:: Excerpt
Key Retirement Solutions Blog
Key Retirement Solutions Blog
This month All Facts, No Frills will clear up confusion surrounding Medicare penalties. Let’s get straight to the facts.
If you fail to enroll on time, Medicare can penalize you in two ways: 1) a 10% per year penalty applied to your Part B premium and 2) a 1% per month penalty applied to your Part D premium.
A few questions need to be answered.
What is Part B?
Medicare Part B (medical insurance) helps pay for services from doctors and other health care providers, outpatient care, home health care, durable medical equipment, and some preventive services.
What is Part D?
Medicare Part D (prescription drug insurance) are plans provided by private insurance companies. Part D plans help pay for the costs of your prescriptions at your pharmacy. Each plan that offers prescription drug coverage through Medicare Part D must give at least a standard level of coverage set by Medicare. Plans can vary the list of prescription drugs they cover (called a formulary) and how they place drugs into different "tiers" on their formularies.
How is the penalty for Part B applied?
If you didn't get Part B when you're first eligible, your monthly premium may go up 10% for each 12-month period you could've had Part B, but didn't sign up. In most cases, you'll have to pay this penalty each time you pay your premiums, for as long as you have Part B. And, the penalty increases the longer you go without Part B coverage.
How is the penalty for Part D applied?
Medicare calculates the penalty by multiplying 1% of the "national base beneficiary premium" ($32.74 in 2020) times the number of full, uncovered months you didn't have Part D or creditable coverage. The monthly premium is rounded to the nearest $.10 and added to your monthly Part D premium.
The national base beneficiary premium may change each year, so your penalty amount may also change each year.
An Example for both B and D:
In January of 2020, Jim turned 65 and retired without any creditable health coverage. Jim decided not to take his social security benefit until the age of 67. He is healthy, so he also decided not to apply for his Part B coverage ($144.60/month). In January 2022, Jim begins to draw his social security retirement income but notices his check is $173.52 less than he expected. Shortly after Jim receives his first social security check, a red, white, and blue medicare card arrives in the mail.
::::
→ **Instructions**:
**a)** Answer these questions from the Medicare penalties post:
(i) What yearly penalty can apply to the Part B premium?
(ii) What was the national base beneficiary premium in 2020?
(iii) What monthly cost does the example give for Jim's Part B coverage?
**b)** Sum up the Medicare penalties post in two sentences.
**c)** Continue the Medicare penalties post from the point where it stops.
The records that come next have nothing to do with the Medicare penalties post.
:: Records shown
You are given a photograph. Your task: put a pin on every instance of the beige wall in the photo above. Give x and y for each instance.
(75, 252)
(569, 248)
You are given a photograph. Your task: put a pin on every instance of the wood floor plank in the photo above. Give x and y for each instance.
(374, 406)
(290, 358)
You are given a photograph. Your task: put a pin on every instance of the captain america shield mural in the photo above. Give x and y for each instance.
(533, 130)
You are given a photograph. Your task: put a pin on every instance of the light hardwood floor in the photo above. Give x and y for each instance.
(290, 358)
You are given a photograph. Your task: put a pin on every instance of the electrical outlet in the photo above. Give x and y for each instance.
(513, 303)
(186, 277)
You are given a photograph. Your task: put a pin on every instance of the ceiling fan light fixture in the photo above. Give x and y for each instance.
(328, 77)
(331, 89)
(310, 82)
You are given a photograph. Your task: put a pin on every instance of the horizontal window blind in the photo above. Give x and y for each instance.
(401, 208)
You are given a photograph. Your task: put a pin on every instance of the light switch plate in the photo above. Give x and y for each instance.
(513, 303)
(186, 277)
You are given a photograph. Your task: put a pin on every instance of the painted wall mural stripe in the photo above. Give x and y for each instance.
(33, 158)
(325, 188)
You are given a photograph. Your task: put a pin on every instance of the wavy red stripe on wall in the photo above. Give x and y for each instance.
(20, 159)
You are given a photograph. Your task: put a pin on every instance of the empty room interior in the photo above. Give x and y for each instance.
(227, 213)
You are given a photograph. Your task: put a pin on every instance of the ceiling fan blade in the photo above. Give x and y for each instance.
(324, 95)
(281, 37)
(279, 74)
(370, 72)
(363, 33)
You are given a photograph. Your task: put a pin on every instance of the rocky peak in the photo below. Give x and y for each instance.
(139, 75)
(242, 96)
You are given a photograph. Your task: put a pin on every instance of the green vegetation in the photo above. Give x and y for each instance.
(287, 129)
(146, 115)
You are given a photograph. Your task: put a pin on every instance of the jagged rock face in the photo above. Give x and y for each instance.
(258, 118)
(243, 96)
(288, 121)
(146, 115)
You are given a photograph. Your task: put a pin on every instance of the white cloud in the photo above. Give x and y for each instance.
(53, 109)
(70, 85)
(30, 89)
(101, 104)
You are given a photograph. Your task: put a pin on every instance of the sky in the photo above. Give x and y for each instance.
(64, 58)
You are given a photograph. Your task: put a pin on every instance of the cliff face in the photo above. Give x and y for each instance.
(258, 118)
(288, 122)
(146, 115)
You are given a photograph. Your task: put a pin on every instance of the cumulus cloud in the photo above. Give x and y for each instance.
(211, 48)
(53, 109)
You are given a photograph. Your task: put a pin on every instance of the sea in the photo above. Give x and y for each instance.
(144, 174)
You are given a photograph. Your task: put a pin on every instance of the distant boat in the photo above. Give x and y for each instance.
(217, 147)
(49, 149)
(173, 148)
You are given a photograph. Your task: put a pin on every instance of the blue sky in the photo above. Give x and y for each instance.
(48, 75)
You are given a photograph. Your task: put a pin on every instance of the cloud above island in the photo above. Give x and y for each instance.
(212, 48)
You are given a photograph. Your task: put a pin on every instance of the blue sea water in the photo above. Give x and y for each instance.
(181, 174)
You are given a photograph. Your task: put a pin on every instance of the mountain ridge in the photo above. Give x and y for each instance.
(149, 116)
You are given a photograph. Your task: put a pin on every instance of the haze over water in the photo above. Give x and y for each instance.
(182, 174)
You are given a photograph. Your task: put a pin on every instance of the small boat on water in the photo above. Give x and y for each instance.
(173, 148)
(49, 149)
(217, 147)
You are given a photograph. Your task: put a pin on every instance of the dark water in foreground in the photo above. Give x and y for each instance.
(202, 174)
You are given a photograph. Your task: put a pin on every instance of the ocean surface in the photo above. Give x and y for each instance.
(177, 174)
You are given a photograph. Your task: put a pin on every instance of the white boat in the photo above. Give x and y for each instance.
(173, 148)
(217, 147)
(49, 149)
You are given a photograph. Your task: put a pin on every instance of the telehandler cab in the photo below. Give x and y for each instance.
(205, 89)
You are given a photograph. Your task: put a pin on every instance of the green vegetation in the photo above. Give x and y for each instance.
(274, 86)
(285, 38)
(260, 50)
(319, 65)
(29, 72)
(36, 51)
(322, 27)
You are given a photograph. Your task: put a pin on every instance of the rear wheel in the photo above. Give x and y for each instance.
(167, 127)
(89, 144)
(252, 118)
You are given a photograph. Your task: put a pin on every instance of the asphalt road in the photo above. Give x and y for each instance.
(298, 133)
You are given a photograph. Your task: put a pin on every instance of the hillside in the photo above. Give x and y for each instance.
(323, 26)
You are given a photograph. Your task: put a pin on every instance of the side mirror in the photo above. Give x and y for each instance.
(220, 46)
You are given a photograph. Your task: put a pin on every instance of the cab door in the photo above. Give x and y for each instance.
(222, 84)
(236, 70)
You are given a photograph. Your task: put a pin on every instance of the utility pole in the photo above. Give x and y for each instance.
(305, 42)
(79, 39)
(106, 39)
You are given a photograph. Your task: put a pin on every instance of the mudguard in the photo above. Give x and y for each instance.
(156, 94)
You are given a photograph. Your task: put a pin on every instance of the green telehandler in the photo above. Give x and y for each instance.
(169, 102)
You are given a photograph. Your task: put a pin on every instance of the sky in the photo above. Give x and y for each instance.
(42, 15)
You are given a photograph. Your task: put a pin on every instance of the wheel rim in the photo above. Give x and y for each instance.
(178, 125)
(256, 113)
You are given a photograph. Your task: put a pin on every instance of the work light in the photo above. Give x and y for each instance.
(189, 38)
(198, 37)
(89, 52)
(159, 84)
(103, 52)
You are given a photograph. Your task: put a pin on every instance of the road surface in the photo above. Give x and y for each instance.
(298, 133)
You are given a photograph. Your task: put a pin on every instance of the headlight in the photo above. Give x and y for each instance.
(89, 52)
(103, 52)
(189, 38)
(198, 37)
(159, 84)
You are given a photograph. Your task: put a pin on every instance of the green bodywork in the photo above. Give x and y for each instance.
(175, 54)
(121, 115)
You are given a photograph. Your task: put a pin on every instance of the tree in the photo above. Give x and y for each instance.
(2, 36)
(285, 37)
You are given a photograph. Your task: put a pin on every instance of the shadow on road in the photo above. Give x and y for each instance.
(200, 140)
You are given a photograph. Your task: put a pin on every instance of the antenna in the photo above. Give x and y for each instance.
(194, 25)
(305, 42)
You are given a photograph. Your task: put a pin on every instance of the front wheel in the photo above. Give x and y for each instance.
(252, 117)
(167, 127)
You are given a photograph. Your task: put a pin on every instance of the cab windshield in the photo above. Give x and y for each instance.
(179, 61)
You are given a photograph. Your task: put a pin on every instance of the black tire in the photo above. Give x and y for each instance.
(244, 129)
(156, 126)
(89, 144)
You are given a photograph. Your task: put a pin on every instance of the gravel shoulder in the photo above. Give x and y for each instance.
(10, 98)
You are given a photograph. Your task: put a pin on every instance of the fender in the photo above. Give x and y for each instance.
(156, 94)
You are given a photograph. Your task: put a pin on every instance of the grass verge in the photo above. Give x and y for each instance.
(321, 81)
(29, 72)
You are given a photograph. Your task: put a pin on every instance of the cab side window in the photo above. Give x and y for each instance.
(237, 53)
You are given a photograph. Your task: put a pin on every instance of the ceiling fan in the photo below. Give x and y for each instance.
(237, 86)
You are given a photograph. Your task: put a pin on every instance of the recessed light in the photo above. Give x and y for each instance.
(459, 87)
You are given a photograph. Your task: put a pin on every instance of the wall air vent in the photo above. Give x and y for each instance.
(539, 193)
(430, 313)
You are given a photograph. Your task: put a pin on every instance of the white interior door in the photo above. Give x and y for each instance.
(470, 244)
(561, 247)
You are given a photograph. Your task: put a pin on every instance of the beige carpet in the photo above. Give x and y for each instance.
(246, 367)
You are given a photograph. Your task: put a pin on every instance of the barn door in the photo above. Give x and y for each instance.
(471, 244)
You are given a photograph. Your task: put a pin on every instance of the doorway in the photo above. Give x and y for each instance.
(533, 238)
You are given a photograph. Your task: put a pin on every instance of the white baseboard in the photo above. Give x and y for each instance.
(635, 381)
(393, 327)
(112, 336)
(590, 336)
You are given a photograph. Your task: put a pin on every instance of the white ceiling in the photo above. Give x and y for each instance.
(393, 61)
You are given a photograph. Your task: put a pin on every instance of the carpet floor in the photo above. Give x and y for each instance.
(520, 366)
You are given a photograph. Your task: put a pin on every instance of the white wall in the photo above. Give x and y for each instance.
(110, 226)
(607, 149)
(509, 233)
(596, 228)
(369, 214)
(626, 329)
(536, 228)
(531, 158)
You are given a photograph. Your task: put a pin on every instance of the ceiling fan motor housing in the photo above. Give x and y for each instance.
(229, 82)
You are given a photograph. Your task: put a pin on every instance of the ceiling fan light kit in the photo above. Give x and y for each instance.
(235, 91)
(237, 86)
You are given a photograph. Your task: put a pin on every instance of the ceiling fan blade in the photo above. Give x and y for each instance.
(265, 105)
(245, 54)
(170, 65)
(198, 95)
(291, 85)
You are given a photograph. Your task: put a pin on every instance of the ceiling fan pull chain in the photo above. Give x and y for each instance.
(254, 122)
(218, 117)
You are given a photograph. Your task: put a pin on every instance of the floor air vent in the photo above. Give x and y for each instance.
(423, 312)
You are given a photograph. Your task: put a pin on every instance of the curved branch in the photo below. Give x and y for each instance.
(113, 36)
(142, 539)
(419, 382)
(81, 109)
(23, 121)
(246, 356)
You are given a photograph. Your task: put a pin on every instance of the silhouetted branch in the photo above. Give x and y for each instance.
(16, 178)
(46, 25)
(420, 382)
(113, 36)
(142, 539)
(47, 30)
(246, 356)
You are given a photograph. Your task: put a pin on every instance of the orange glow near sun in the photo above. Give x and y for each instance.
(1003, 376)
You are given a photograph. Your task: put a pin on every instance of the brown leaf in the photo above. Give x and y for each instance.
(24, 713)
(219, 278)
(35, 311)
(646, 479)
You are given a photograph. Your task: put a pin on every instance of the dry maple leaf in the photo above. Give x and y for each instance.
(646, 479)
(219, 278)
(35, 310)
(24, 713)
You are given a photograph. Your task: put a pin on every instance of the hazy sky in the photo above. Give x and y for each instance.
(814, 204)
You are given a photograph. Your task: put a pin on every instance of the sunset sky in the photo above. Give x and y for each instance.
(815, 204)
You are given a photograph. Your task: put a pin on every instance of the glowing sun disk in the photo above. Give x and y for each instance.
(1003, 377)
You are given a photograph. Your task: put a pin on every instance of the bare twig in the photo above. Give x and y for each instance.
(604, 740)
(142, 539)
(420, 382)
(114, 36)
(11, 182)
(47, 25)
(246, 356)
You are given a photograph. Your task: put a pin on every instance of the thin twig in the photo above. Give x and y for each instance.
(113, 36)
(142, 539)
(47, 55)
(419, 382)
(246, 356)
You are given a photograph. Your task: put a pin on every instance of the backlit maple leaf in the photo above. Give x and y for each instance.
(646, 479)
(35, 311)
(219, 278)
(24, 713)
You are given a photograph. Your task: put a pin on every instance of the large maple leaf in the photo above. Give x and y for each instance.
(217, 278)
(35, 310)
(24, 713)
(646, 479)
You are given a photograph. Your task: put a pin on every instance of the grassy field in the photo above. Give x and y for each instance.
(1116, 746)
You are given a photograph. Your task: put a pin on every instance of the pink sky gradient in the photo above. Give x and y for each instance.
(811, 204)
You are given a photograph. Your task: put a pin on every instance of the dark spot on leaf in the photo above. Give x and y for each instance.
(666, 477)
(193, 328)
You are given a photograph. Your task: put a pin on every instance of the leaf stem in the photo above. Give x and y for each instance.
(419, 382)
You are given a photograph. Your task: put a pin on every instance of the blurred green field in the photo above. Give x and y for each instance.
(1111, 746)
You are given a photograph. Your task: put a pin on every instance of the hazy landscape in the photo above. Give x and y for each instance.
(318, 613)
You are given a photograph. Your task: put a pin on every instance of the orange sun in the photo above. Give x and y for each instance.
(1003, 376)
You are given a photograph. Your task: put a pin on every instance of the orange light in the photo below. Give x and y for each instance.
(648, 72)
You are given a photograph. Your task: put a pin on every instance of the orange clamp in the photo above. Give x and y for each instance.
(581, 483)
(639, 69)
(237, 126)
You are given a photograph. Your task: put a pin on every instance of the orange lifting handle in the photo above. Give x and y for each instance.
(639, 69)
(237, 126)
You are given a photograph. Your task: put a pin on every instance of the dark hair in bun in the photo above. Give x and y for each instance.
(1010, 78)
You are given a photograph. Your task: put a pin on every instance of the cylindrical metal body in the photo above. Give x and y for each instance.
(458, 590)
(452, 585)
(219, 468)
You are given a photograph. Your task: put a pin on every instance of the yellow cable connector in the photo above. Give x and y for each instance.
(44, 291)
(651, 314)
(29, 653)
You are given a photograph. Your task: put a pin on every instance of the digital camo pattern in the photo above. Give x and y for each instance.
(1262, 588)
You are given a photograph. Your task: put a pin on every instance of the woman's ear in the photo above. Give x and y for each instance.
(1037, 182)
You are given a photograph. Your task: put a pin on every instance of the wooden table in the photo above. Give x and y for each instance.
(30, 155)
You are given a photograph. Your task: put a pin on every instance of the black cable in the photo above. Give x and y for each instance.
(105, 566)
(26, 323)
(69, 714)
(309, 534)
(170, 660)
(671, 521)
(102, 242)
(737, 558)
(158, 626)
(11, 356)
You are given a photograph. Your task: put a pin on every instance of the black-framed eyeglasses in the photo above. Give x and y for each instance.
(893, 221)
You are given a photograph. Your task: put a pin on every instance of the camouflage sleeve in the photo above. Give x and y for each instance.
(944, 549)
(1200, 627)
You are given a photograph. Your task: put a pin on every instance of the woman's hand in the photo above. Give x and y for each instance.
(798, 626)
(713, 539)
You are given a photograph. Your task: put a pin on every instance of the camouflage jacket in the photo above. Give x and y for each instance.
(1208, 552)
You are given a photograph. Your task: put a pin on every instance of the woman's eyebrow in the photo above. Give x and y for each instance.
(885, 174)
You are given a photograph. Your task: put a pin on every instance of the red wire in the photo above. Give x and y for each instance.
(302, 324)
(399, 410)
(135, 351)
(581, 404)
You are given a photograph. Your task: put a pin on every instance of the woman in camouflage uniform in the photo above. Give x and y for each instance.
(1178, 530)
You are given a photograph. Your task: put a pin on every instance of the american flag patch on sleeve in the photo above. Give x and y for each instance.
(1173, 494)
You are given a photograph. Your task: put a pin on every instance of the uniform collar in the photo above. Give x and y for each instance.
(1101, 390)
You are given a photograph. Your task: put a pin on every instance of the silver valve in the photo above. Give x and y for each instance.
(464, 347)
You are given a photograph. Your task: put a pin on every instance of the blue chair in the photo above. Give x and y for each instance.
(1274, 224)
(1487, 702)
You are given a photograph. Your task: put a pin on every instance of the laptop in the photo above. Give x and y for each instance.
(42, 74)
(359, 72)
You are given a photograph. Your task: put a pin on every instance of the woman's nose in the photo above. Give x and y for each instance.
::::
→ **Your responses**:
**a)**
(i) 10% per year
(ii) $32.74
(iii) $144.60 per month

**b)** The post explains that late Medicare enrollment can bring two penalties: a 10% per year increase to the Part B premium and a 1% per month increase to the Part D premium. It describes what Parts B and D cover and how each penalty is figured, then begins an example of Jim, who turned 65 in 2020 and decided not to apply for Part B.

**c)**
Why is Jim’s check $173.52 short? Why did he get this medicare card?
When Jim activated his social security benefit, he was automatically signed up for Medicare Part B and assed a 20% penalty (10% per year he was eligible for Part B but didn’t enroll). Jim has the option to decline Part B coverage, BUT the monthly cost of Part B will continue to increase by 10% with each year that passes.
Mrs. Martinez is currently eligible for Medicare, and her Initial Enrollment Period ended on May 31, 2016. She doesn't have prescription drug coverage from any other source. She didn't join by May 31, 2016, and instead joined during the Open Enrollment Period that ended December 7, 2018. Her drug coverage was effective January 1, 2019.
Since Mrs. Martinez was without creditable prescription drug coverage from June 2016–December 2018, her penalty in 2019 was 31% (1% for each of the 31 months) of $33.19 (the national base beneficiary premium for 2019) or $10.29. Since the monthly penalty is always rounded to the nearest $0.10, she paid $10.30 each month in addition to her plan's monthly premium.
“I didn’t understand any of that!!!”
If you made it this far and don’t understand anything you’ve read so far, you’re not alone. This is complicated stuff. The terminology and abbreviations used in insurance (LEPs, IEPs, OEPs, AEPs, A, B, C, D....) look like four cans of Spaghetti O’s were dumped out on the kitchen floor.